In the records below, how many lines hold the string "then"? Give only the number.

=-=-=

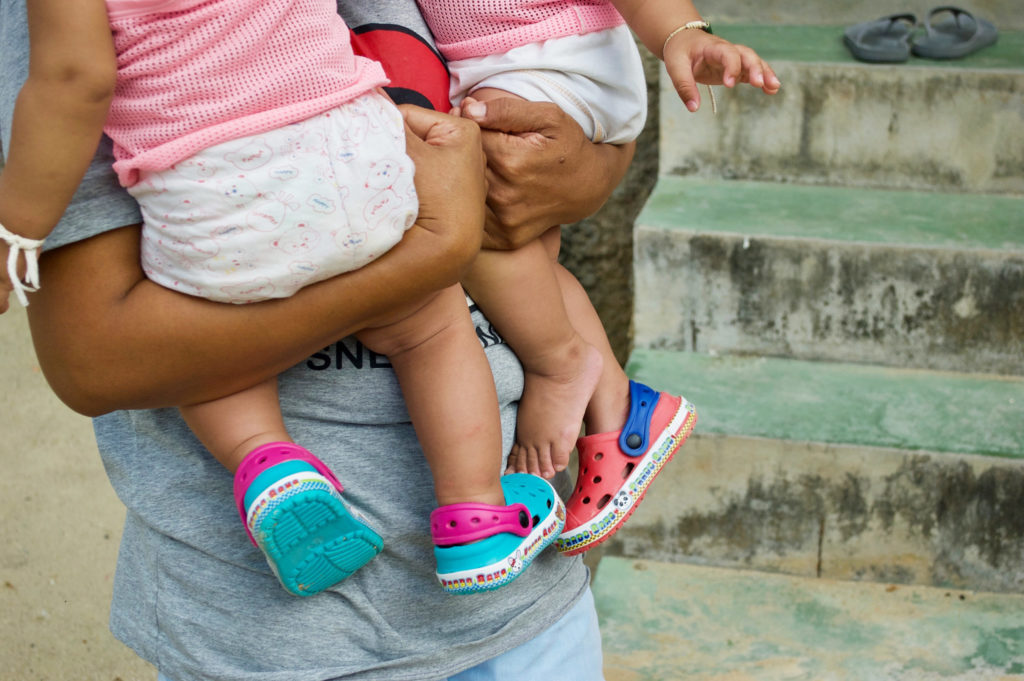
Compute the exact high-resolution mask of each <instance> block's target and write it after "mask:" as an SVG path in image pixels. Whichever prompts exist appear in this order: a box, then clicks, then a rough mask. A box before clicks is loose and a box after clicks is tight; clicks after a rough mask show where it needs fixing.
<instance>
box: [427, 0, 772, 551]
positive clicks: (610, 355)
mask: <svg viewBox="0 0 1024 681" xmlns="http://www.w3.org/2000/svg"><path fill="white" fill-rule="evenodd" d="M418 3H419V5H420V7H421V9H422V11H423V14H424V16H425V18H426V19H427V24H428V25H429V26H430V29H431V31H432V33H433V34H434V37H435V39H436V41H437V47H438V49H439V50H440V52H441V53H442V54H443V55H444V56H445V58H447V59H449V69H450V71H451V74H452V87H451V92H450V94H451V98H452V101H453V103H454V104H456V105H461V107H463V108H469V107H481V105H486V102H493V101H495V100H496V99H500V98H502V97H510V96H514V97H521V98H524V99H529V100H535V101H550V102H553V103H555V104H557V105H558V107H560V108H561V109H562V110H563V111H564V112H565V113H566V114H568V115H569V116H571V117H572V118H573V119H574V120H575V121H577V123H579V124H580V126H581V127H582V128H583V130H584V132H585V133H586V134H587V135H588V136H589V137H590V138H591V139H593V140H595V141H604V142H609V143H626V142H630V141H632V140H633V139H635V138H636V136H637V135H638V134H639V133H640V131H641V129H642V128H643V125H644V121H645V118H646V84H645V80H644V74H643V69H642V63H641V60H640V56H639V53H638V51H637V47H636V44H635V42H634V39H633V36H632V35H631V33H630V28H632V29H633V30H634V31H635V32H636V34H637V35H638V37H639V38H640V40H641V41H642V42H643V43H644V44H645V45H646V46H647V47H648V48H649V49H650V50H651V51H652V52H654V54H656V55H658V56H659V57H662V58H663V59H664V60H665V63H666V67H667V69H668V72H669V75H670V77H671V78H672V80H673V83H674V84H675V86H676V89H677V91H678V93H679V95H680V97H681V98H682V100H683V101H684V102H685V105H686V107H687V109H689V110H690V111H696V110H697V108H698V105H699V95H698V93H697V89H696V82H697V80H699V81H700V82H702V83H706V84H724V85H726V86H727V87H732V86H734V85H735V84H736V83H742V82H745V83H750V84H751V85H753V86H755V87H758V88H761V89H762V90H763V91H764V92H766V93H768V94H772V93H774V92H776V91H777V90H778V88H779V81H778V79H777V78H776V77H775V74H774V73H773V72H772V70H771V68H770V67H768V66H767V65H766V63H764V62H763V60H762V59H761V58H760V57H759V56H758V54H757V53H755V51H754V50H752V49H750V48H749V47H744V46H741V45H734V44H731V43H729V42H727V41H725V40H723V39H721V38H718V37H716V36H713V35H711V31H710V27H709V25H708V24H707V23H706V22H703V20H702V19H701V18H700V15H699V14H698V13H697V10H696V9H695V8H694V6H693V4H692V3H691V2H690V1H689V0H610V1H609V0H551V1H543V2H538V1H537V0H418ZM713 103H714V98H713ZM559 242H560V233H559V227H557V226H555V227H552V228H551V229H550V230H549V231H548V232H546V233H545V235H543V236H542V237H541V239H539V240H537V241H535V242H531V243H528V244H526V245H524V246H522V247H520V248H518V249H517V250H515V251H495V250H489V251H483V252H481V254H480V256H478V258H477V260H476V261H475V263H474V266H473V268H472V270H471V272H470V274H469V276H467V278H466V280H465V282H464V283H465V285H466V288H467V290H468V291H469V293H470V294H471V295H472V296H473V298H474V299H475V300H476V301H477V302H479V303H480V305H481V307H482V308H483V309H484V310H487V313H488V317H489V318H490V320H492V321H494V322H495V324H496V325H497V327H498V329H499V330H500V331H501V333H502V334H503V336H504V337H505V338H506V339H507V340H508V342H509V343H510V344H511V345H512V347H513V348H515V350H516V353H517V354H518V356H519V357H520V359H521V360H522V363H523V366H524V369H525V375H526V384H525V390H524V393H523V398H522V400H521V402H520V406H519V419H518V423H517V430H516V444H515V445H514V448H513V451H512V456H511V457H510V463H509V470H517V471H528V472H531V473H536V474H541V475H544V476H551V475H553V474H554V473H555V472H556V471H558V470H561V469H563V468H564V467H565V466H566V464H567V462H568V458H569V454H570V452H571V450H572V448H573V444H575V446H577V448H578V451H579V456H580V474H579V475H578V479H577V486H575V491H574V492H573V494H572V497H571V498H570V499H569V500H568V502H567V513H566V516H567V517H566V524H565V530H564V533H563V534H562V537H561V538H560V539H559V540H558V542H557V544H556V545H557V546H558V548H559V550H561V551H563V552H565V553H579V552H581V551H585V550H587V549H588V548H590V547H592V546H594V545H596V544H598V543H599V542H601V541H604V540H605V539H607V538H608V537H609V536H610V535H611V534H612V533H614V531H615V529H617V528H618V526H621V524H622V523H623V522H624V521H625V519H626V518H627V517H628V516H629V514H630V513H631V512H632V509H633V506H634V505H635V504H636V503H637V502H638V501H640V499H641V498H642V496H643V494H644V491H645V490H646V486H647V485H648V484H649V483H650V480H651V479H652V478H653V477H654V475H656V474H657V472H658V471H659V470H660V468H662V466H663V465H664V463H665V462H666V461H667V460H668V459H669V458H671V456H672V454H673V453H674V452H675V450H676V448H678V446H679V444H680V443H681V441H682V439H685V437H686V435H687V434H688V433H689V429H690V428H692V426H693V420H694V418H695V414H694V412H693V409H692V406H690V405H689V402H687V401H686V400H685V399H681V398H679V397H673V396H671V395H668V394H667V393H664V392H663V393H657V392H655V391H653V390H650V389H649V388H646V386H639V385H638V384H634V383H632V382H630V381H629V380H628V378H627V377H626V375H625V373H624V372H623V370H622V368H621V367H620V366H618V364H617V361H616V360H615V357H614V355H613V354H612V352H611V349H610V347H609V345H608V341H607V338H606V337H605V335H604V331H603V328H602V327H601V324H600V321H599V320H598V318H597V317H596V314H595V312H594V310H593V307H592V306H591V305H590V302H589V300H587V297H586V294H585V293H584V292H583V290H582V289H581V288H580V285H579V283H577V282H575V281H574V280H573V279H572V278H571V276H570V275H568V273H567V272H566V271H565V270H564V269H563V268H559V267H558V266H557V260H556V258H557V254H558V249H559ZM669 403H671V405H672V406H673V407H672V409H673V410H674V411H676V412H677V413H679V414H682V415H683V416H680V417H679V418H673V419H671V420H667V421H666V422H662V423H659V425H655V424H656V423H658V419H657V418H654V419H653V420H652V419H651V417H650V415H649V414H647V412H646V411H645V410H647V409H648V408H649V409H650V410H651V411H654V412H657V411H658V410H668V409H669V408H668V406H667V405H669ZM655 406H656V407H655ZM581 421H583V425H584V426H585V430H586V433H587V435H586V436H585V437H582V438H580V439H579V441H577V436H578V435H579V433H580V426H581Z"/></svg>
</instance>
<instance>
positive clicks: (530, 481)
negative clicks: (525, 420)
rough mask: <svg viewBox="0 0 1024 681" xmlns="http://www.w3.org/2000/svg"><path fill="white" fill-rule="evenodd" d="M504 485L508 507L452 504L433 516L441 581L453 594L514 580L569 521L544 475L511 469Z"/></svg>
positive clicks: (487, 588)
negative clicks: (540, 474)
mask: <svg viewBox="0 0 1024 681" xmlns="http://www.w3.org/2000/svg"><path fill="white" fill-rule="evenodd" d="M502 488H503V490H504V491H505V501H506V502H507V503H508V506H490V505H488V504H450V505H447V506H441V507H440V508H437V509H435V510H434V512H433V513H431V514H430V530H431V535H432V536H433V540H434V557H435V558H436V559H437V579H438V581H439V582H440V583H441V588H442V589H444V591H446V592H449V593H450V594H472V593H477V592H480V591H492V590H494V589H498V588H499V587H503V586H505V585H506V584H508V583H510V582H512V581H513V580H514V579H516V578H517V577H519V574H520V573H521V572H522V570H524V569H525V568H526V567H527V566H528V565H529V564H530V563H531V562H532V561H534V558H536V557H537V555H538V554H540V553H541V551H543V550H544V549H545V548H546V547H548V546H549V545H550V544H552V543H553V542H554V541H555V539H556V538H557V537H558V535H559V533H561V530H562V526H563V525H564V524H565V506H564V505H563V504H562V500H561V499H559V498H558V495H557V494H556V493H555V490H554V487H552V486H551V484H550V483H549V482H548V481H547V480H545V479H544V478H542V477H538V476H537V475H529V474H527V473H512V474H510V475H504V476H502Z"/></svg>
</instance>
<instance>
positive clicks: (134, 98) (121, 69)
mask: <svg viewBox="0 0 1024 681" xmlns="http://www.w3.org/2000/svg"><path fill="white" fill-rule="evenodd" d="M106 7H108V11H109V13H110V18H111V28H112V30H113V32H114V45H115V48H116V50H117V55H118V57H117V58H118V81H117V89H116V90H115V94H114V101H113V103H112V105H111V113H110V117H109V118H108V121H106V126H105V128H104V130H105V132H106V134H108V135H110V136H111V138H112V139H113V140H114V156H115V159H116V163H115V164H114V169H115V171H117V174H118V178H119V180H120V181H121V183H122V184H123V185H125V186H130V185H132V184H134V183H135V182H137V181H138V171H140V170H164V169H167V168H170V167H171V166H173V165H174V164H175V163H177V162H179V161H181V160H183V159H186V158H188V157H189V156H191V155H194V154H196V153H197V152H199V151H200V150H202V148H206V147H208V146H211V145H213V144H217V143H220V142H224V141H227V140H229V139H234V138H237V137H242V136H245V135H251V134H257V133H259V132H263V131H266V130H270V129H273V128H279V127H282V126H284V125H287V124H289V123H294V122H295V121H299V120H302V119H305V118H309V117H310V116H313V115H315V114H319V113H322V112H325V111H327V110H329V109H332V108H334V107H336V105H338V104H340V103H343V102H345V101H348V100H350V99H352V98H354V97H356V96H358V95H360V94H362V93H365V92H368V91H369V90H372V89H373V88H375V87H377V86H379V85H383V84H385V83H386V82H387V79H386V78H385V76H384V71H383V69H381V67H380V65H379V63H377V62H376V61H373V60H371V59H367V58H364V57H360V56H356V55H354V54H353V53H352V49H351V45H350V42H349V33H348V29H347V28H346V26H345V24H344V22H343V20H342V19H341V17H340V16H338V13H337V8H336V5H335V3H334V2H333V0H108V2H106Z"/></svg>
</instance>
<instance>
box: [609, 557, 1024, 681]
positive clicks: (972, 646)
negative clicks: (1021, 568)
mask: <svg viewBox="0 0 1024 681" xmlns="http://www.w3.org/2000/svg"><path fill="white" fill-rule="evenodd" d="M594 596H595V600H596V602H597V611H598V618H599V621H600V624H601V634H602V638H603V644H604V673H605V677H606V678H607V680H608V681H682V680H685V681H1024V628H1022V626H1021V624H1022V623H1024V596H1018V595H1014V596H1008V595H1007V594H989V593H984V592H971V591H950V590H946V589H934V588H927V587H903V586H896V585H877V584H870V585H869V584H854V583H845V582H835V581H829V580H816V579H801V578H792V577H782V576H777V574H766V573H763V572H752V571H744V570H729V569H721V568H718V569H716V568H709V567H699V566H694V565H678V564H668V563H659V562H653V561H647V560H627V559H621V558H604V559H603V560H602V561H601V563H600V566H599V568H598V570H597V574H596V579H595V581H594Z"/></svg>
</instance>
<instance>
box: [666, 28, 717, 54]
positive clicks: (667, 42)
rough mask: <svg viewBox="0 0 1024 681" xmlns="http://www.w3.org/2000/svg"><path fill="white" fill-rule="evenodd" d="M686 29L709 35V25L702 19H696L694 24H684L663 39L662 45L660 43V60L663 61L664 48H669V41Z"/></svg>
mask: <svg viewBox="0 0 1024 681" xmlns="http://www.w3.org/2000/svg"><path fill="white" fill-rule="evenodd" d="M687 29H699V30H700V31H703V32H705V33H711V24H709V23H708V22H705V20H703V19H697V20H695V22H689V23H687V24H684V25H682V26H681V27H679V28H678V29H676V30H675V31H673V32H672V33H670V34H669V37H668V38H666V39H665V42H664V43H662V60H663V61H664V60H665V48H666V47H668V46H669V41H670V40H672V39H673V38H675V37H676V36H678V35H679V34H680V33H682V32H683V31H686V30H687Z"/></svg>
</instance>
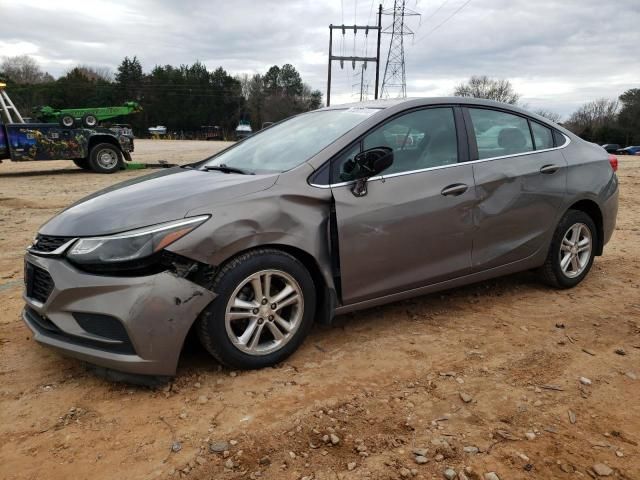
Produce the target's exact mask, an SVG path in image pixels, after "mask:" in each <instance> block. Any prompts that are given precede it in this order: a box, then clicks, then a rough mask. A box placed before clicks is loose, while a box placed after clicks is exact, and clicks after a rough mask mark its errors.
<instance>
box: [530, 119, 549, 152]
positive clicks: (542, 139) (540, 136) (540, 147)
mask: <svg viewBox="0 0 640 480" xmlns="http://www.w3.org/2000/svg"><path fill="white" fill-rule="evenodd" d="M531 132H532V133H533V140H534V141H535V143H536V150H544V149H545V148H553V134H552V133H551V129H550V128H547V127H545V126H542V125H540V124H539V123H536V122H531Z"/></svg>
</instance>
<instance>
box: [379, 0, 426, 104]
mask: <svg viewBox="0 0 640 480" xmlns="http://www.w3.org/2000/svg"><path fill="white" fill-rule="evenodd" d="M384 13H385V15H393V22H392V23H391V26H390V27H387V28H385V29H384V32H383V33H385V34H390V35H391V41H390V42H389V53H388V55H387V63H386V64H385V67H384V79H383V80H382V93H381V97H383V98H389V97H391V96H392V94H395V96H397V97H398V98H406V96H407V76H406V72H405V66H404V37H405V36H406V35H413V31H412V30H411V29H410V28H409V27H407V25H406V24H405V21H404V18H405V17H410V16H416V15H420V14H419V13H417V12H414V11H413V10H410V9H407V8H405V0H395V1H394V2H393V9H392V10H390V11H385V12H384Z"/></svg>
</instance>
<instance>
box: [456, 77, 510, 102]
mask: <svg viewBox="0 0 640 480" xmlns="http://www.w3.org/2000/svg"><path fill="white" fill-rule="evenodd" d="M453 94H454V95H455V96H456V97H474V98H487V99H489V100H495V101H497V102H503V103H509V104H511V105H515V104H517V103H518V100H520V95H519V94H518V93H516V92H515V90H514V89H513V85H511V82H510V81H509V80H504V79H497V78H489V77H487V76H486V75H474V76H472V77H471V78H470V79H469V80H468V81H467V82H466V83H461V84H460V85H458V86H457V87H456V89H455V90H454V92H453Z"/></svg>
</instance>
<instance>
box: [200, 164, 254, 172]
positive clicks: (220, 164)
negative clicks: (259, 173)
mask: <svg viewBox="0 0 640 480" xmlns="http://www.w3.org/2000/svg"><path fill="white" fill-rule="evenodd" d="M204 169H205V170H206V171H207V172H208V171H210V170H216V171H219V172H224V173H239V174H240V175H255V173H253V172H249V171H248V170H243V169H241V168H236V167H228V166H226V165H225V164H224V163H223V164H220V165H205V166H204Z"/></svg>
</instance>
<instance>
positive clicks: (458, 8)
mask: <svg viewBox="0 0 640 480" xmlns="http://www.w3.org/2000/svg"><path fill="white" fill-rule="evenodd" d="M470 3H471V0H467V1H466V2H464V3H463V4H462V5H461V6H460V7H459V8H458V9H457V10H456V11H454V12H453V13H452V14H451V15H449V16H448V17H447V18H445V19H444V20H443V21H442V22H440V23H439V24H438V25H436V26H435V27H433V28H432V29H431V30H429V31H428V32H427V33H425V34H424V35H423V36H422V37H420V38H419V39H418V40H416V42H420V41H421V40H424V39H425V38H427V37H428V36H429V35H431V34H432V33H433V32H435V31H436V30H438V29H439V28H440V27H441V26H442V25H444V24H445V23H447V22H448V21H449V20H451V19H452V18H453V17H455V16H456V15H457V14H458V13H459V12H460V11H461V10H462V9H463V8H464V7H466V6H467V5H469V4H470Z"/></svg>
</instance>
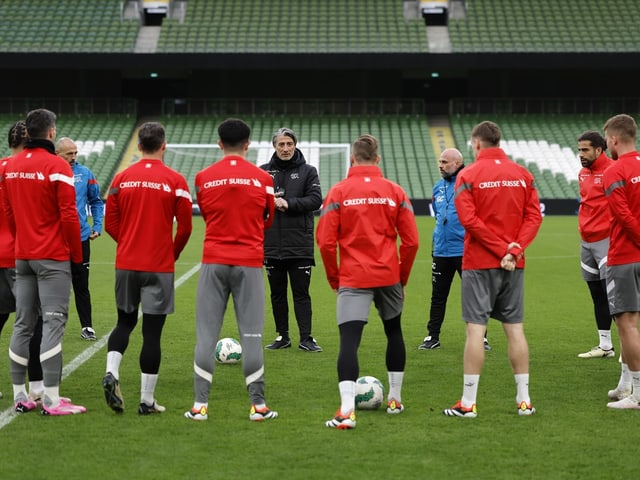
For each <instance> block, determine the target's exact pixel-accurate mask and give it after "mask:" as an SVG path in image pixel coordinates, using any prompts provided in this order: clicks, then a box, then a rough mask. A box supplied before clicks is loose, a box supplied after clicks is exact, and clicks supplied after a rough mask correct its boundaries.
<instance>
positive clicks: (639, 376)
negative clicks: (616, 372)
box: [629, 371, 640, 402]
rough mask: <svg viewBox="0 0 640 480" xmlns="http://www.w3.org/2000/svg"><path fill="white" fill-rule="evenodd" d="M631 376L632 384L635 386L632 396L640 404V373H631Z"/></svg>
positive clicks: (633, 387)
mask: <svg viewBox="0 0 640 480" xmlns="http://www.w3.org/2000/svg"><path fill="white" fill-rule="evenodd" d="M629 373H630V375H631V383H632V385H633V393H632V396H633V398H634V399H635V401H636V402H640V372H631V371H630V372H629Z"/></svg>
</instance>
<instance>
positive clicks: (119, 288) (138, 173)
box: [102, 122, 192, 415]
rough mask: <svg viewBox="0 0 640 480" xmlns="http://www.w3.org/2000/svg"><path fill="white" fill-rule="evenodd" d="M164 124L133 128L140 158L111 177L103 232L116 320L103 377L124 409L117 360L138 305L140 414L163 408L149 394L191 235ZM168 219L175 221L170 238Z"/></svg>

=-=-=

_Expected answer_:
3